| ASSIGNED TASK A |
Which lines in the records contain the word "positive"? Copy each of them out.

| EXTRACTED TEXT |
════════

“I say violence is necessary. Violence is part of America’s culture. It is as American as cherry pie.” —H. Rap Brown (1967)
To paraphrase Lenin, there are years in politics when nothing happens. And then there are weeks when years happen. We’ve just lived through a few of those weeks—and they may not be over yet.
On June 27, most people tuned in to the Biden-Trump debate expecting to see something similar to the rancorous shouting match they may have recalled watching in 2020. Instead they saw Joe Biden struggle and often fail to put together a coherent train of thought, while Donald Trump stayed disciplined (meaning shutting up when it wasn’t his turn to speak) and kept on-message. For the next two weeks, Democratic leaders wrung their hands in distress, pondering whether or how they should persuade Biden to give up his nomination.
Then came the hail of bullets in Butler, Pennsylvania, on July 13 that came close to ending Trump’s life, but instead inspired the fist pump and the war whoop that gave Trump’s 2024 campaign its iconic moment.
Then came the four-day GOP nominating convention in Milwaukee, Wisconsin, from which emerged a seemingly united and enthused MAGA leadership. With good reason. The polls were breaking in Trump’s direction.
But the story wasn’t over. On Sunday, another dam burst. President Biden, besieged by both his party’s leaders and the mainstream media, threw in the towel and announced (not in person, tellingly, but in a post on X) that he would “stand down.” There is no historical precedent for an incumbent president quitting the race so soon before the next election. Presumably, the selection of a new Democratic candidate will be decided by a vote among party delegates at their nominating convention in Chicago four weeks from now. But even this will turn heads, because it has been decades (before the introduction of the all-primary nominating system in the late-1960s) since these delegates have ever had to decide anything. Their presence is supposed to be only for show.
At this point, it seems a near-certainty that Vice President Kamala Harris will inherit the candidacy. (Futures markets are backing me up here!) She has the endorsement of President Biden, Bill and Hillary Clinton, and just about every Democratic governor, senator, and representative. She stands solidly with the progressive core of her party, which makes her an easy pick for delegates (who tend to be a bit left of the typical Democratic voter). Some say she already has endorsements from a majority of the delegates. A quick start will help her rev up party enthusiasm among core believers after Biden’s abrupt departure.

════════

| EXERCISE DATA |

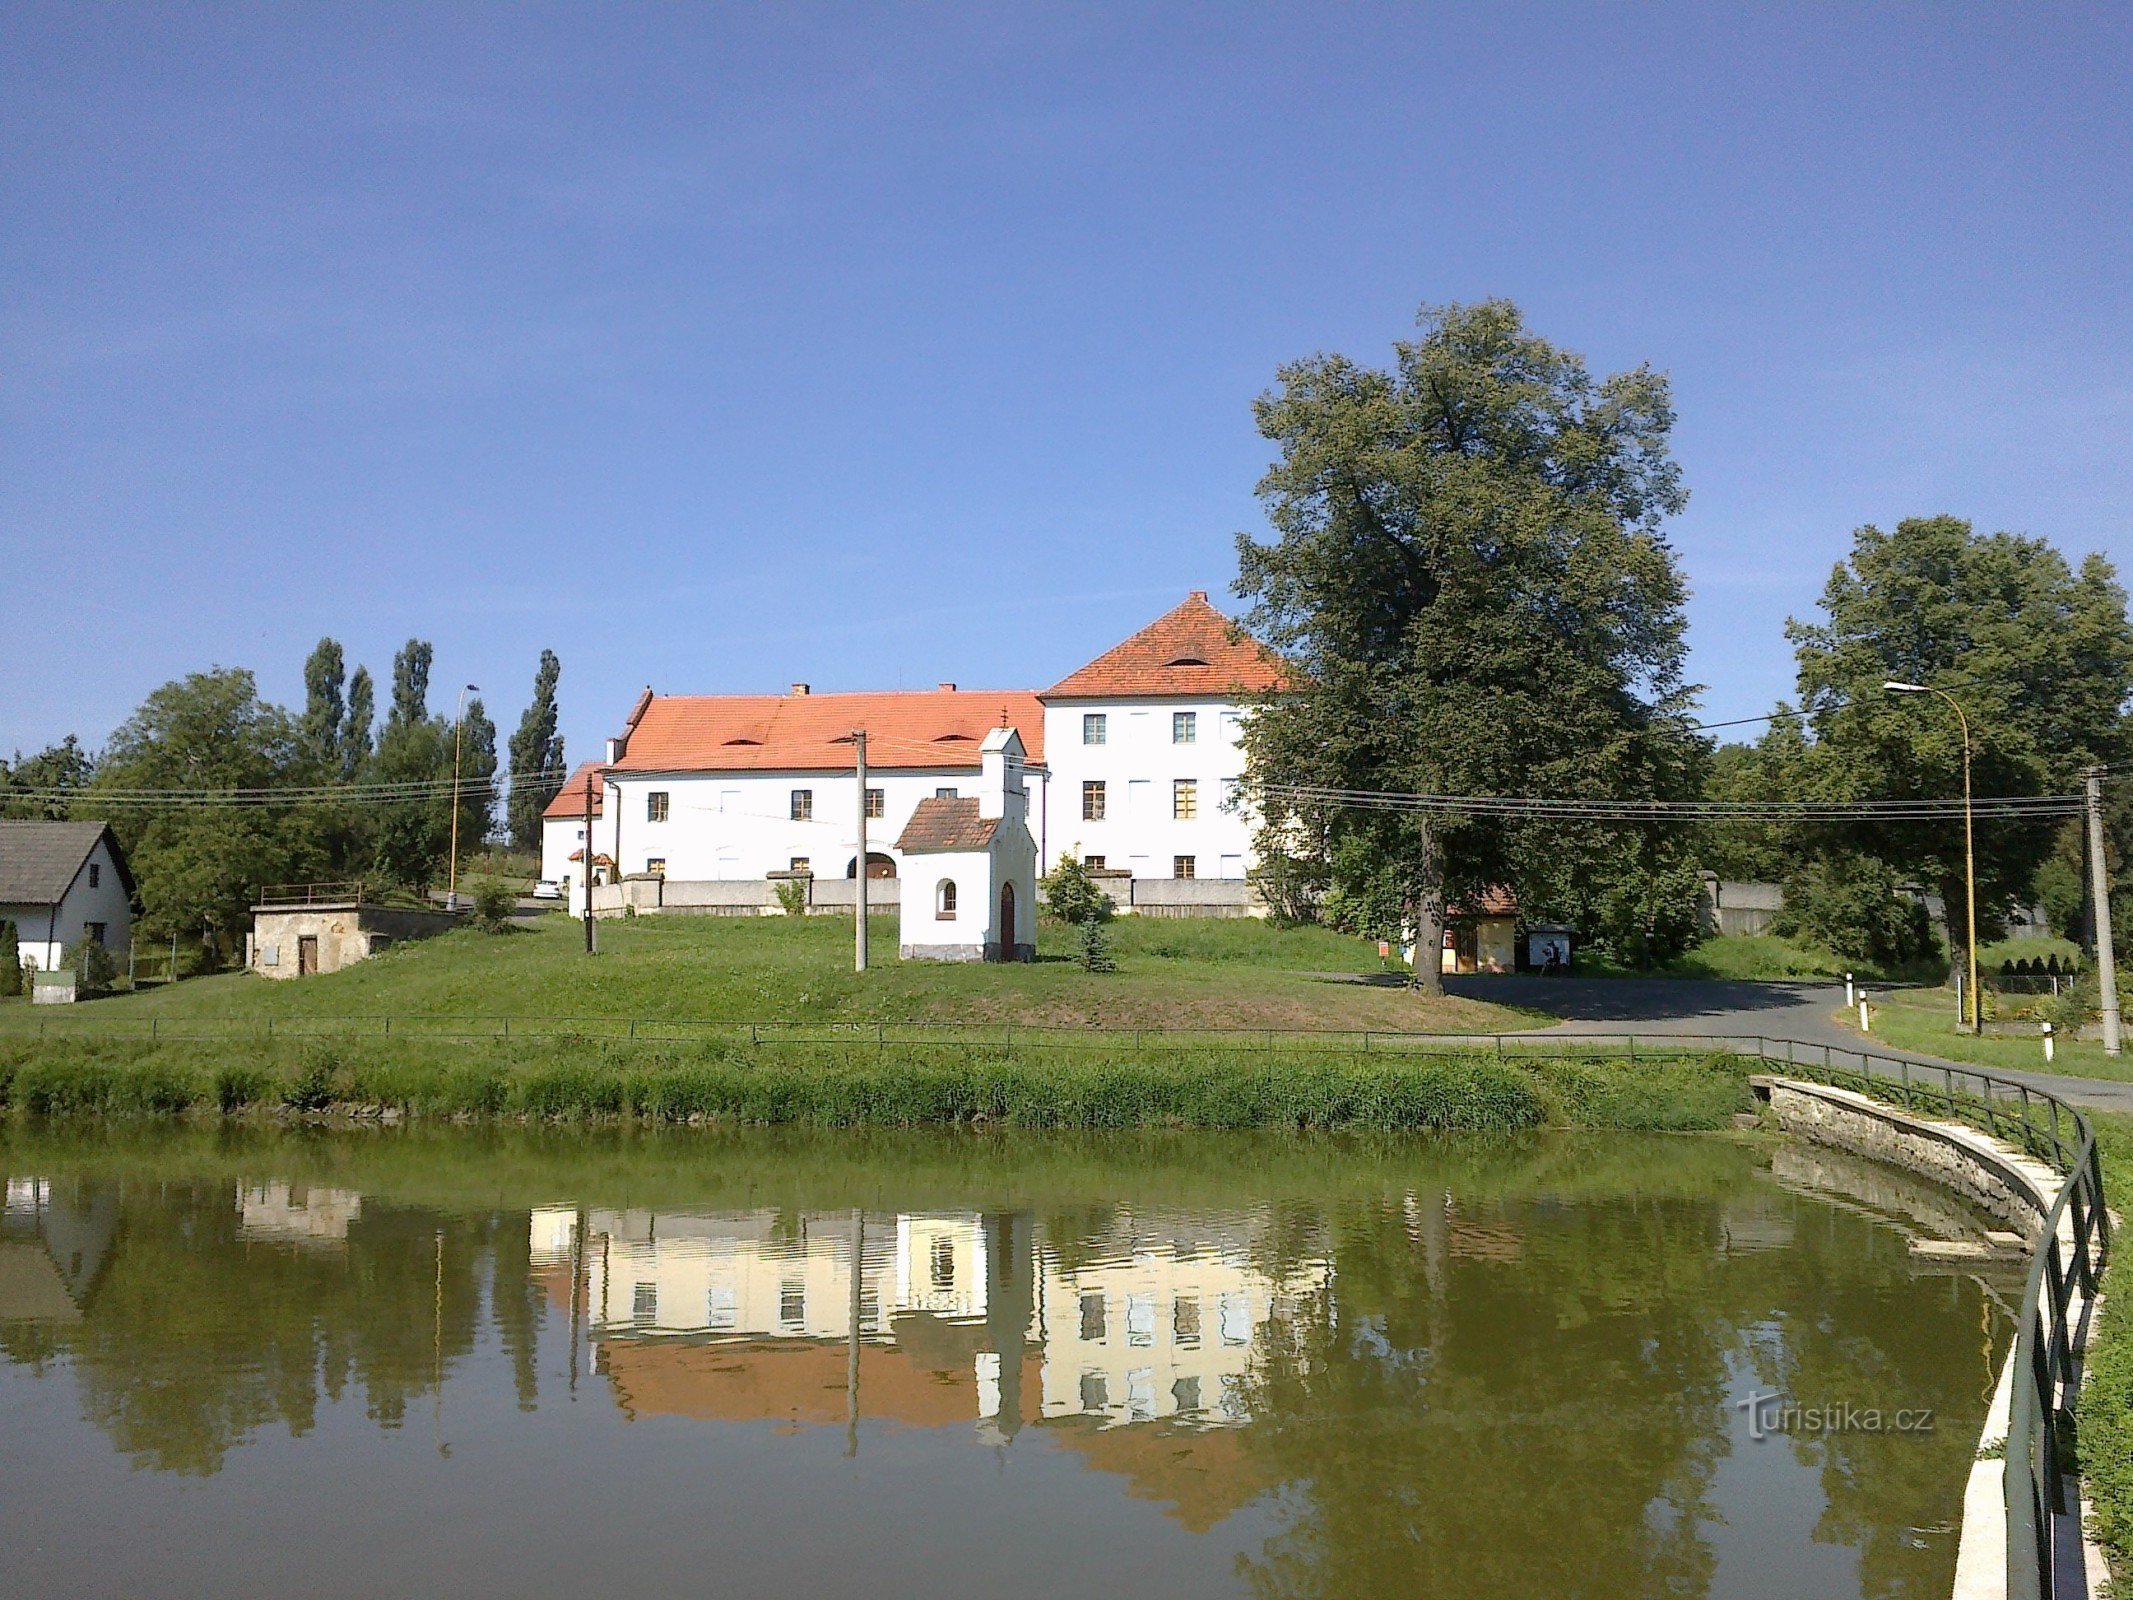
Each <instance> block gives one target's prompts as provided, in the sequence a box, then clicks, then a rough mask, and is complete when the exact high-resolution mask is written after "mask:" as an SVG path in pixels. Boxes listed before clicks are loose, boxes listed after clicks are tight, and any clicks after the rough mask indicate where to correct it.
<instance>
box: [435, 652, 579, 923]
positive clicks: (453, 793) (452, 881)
mask: <svg viewBox="0 0 2133 1600" xmlns="http://www.w3.org/2000/svg"><path fill="white" fill-rule="evenodd" d="M480 691H482V685H478V683H463V685H459V710H456V713H452V864H450V866H448V868H446V879H444V909H446V911H459V747H461V738H463V736H465V730H467V695H469V693H474V695H478V693H480ZM587 849H591V845H589V847H587Z"/></svg>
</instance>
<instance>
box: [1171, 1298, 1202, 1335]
mask: <svg viewBox="0 0 2133 1600" xmlns="http://www.w3.org/2000/svg"><path fill="white" fill-rule="evenodd" d="M1171 1342H1173V1344H1199V1301H1197V1299H1186V1297H1184V1295H1180V1297H1177V1301H1175V1303H1173V1306H1171Z"/></svg>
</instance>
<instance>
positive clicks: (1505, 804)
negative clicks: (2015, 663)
mask: <svg viewBox="0 0 2133 1600" xmlns="http://www.w3.org/2000/svg"><path fill="white" fill-rule="evenodd" d="M1261 794H1267V796H1276V798H1282V800H1290V802H1297V804H1312V806H1342V809H1361V811H1406V813H1418V815H1457V817H1529V819H1553V821H1950V819H1960V817H1962V802H1960V800H1581V798H1568V796H1478V794H1457V796H1455V794H1395V791H1384V789H1335V787H1325V785H1303V783H1269V785H1261ZM1971 809H1973V813H1975V815H1979V817H1988V819H1994V821H2009V819H2028V817H2073V815H2078V813H2080V811H2082V796H2078V794H2039V796H1984V798H1977V800H1973V802H1971Z"/></svg>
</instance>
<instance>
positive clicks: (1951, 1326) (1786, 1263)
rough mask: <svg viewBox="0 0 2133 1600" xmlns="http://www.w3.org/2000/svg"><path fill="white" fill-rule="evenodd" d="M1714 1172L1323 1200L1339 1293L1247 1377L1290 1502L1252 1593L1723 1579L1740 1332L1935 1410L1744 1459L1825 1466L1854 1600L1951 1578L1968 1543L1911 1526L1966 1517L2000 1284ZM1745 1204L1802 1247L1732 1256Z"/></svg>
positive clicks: (1379, 1592)
mask: <svg viewBox="0 0 2133 1600" xmlns="http://www.w3.org/2000/svg"><path fill="white" fill-rule="evenodd" d="M1723 1188H1726V1186H1721V1188H1719V1193H1711V1195H1704V1197H1691V1195H1679V1193H1677V1195H1670V1197H1666V1199H1642V1201H1617V1203H1585V1205H1578V1207H1561V1205H1551V1203H1549V1201H1546V1199H1538V1201H1493V1203H1480V1205H1474V1203H1470V1201H1453V1203H1450V1205H1446V1203H1444V1197H1442V1195H1440V1197H1438V1201H1436V1203H1433V1205H1423V1207H1414V1205H1412V1203H1410V1205H1391V1203H1386V1205H1369V1203H1346V1205H1340V1207H1335V1210H1331V1212H1329V1214H1327V1216H1325V1222H1322V1229H1325V1244H1322V1246H1320V1248H1327V1250H1329V1252H1331V1257H1333V1263H1335V1271H1333V1278H1331V1284H1329V1289H1327V1291H1325V1293H1322V1295H1316V1297H1312V1299H1310V1301H1305V1303H1303V1306H1301V1308H1299V1314H1297V1316H1295V1321H1293V1325H1288V1327H1284V1329H1273V1333H1276V1338H1271V1340H1267V1344H1265V1350H1267V1355H1265V1359H1263V1361H1258V1363H1256V1365H1254V1374H1252V1380H1250V1406H1252V1427H1250V1429H1248V1434H1246V1449H1248V1451H1250V1455H1252V1457H1254V1461H1256V1463H1258V1466H1261V1470H1263V1474H1265V1478H1267V1481H1273V1483H1278V1485H1282V1487H1280V1491H1278V1498H1276V1513H1278V1515H1280V1517H1282V1519H1284V1521H1286V1530H1284V1532H1282V1534H1278V1536H1273V1538H1271V1540H1267V1545H1265V1549H1263V1551H1261V1553H1258V1557H1250V1559H1244V1562H1241V1564H1239V1566H1241V1572H1244V1577H1246V1579H1248V1581H1250V1585H1252V1589H1254V1591H1256V1594H1261V1596H1269V1598H1273V1596H1280V1598H1282V1600H1301V1598H1303V1596H1337V1594H1429V1596H1438V1594H1442V1596H1472V1594H1531V1596H1546V1594H1593V1591H1606V1594H1666V1596H1674V1594H1704V1591H1709V1587H1711V1581H1713V1577H1715V1549H1713V1542H1711V1525H1713V1523H1717V1521H1721V1517H1723V1513H1721V1508H1719V1506H1717V1502H1715V1500H1713V1489H1715V1476H1717V1468H1719V1463H1721V1459H1723V1457H1726V1455H1728V1451H1730V1449H1732V1446H1730V1429H1732V1427H1734V1425H1736V1423H1738V1421H1741V1419H1738V1412H1734V1410H1732V1406H1730V1399H1728V1391H1730V1385H1728V1376H1730V1372H1734V1370H1738V1363H1741V1361H1743V1355H1745V1353H1747V1350H1751V1355H1747V1359H1749V1361H1751V1363H1758V1365H1753V1370H1755V1372H1758V1376H1760V1378H1762V1382H1766V1385H1768V1387H1773V1389H1781V1391H1785V1393H1787V1395H1790V1397H1796V1399H1800V1404H1815V1402H1817V1399H1854V1402H1856V1404H1879V1406H1883V1408H1894V1406H1937V1408H1939V1414H1941V1419H1943V1421H1941V1427H1939V1429H1937V1431H1935V1434H1930V1436H1913V1438H1894V1436H1871V1434H1849V1436H1839V1438H1830V1440H1764V1442H1755V1444H1749V1446H1745V1449H1758V1451H1762V1449H1770V1451H1796V1453H1798V1459H1802V1461H1805V1463H1811V1466H1819V1468H1822V1474H1819V1476H1822V1489H1824V1493H1826V1498H1828V1504H1826V1508H1824V1513H1822V1519H1819V1525H1817V1530H1815V1538H1817V1540H1822V1542H1837V1545H1847V1547H1851V1549H1856V1551H1858V1555H1860V1591H1862V1594H1869V1596H1924V1594H1945V1589H1947V1585H1950V1581H1952V1577H1954V1536H1952V1534H1941V1536H1930V1534H1920V1532H1918V1530H1924V1527H1935V1525H1941V1527H1945V1525H1947V1523H1950V1521H1952V1519H1956V1517H1958V1515H1960V1495H1962V1483H1964V1474H1967V1470H1969V1455H1971V1442H1973V1438H1975V1423H1977V1419H1979V1417H1982V1412H1984V1389H1986V1387H1988V1385H1990V1378H1992V1353H1988V1350H1986V1348H1984V1327H1986V1323H1984V1316H1986V1312H1984V1295H1982V1289H1979V1286H1977V1284H1975V1282H1973V1280H1969V1278H1950V1280H1947V1284H1945V1286H1941V1284H1932V1282H1930V1280H1926V1282H1922V1280H1918V1278H1913V1274H1911V1269H1909V1261H1907V1252H1905V1246H1903V1242H1901V1239H1898V1237H1894V1235H1892V1233H1888V1231H1883V1229H1879V1227H1877V1225H1873V1222H1869V1220H1866V1218H1860V1216H1849V1214H1841V1212H1830V1210H1824V1207H1819V1205H1813V1203H1802V1201H1798V1199H1794V1197H1785V1195H1770V1193H1768V1190H1762V1193H1749V1195H1747V1197H1736V1199H1734V1203H1728V1199H1726V1193H1723ZM1743 1210H1747V1212H1751V1214H1753V1216H1751V1218H1743V1216H1741V1212H1743ZM1743 1220H1749V1222H1762V1225H1766V1227H1777V1229H1781V1231H1783V1235H1785V1246H1783V1248H1768V1250H1728V1248H1726V1242H1728V1231H1730V1229H1734V1227H1738V1225H1741V1222H1743ZM1792 1222H1798V1229H1794V1227H1792ZM1937 1299H1939V1301H1941V1303H1939V1306H1937V1303H1935V1301H1937ZM1730 1510H1732V1517H1734V1519H1741V1517H1753V1515H1755V1510H1753V1506H1747V1508H1743V1506H1732V1508H1730ZM1595 1583H1598V1589H1595Z"/></svg>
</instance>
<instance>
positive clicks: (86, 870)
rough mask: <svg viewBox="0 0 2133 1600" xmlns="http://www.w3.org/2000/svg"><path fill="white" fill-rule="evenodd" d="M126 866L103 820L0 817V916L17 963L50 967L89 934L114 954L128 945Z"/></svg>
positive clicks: (118, 952) (129, 912) (131, 911)
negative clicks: (13, 939)
mask: <svg viewBox="0 0 2133 1600" xmlns="http://www.w3.org/2000/svg"><path fill="white" fill-rule="evenodd" d="M132 890H134V883H132V870H130V868H128V866H126V853H124V851H122V849H119V841H117V838H115V836H113V834H111V826H109V823H102V821H0V917H6V919H9V922H13V924H15V939H17V943H19V947H21V964H23V966H36V969H38V971H47V973H49V971H53V969H55V966H60V964H62V960H64V956H66V947H68V945H73V943H75V941H79V939H96V941H98V943H100V945H102V947H105V949H109V951H111V954H113V956H117V958H119V960H124V958H126V951H128V947H130V945H132Z"/></svg>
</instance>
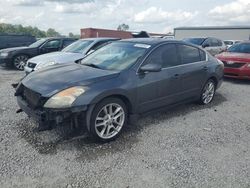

════════

| ASSIGNED TASK B |
Can you write what comes next in the commentary on the 2024 presidential race, picking up after its last sentence?

| FINAL ANSWER A |
positive clicks: (453, 793) (452, 881)
positive clicks: (1505, 804)
positive clicks: (1951, 1326) (1786, 1263)
positive clicks: (1379, 1592)
positive clicks: (86, 870)
positive clicks: (118, 952) (129, 912) (131, 911)

| FINAL ANSWER B |
As for Team Trump, well, they say they’re locked and loaded for “Laughin’ Kamala.” But there was nothing humorous about the attack line suggested by senior Trump advisor Jason Miller a couple of weeks ago. “Joe Biden is known for weakness and incompetence, while Kamala Harris is known for weakness, incompetence and radical liberal ideology.” Nikki Haley blasted Harris from a different angle: “Let me remind you that Kamala had one job. And that one job was to fix the borders. Now imagine her in charge of the entire country!”
Harris and her team will no doubt return fire by hauling up all the heavy rhetorical howitzers that genteel Joe never thought to use. They won’t describe Trump’s America as a mere “threat to democracy.” They will paint it, in poignant and lurid detail, as a combination of 1984, Hunger Games, and The Handmaid’s Tale. And they will equate Trump himself with mobsters like Scarface. To get back into the race and overcome the Democrats’ current passion gap, they will call upon ordinary Americans to rouse themselves and their neighbors before censorship, civil-service purges, and jackboots descend across the land. I can already see the poster. It shows a closing dungeon door, with the message: Vote. You May Never Get Another Chance. Anything that raises adrenaline will be fair game—talk of breaking the glass, going to Defcon Five, alerting the Joint Chiefs of Staff.
In the note that follows, I intend to discuss the big turning points of the last few weeks—namely, the Biden-Trump debate, the attempted assassination of Trump, and the Republican convention. Yet along the way I want to point out how mood and language of both violence and populism have begun to permeate our politics. As you will learn, there is a good reason for this. The historical track record shows that populism and violence each tends to justify the other. This track record also shows that, past a certain point, there is no going back. That is when the vulnerability and insecurity generated by an atmosphere of threatened violence pushes the public to favor more threatened violence in order to restore order.
There are indeed weeks when years happen. And we may be seeing more such weeks soon.
Growing Shadow of Violence: Who’s to Blame?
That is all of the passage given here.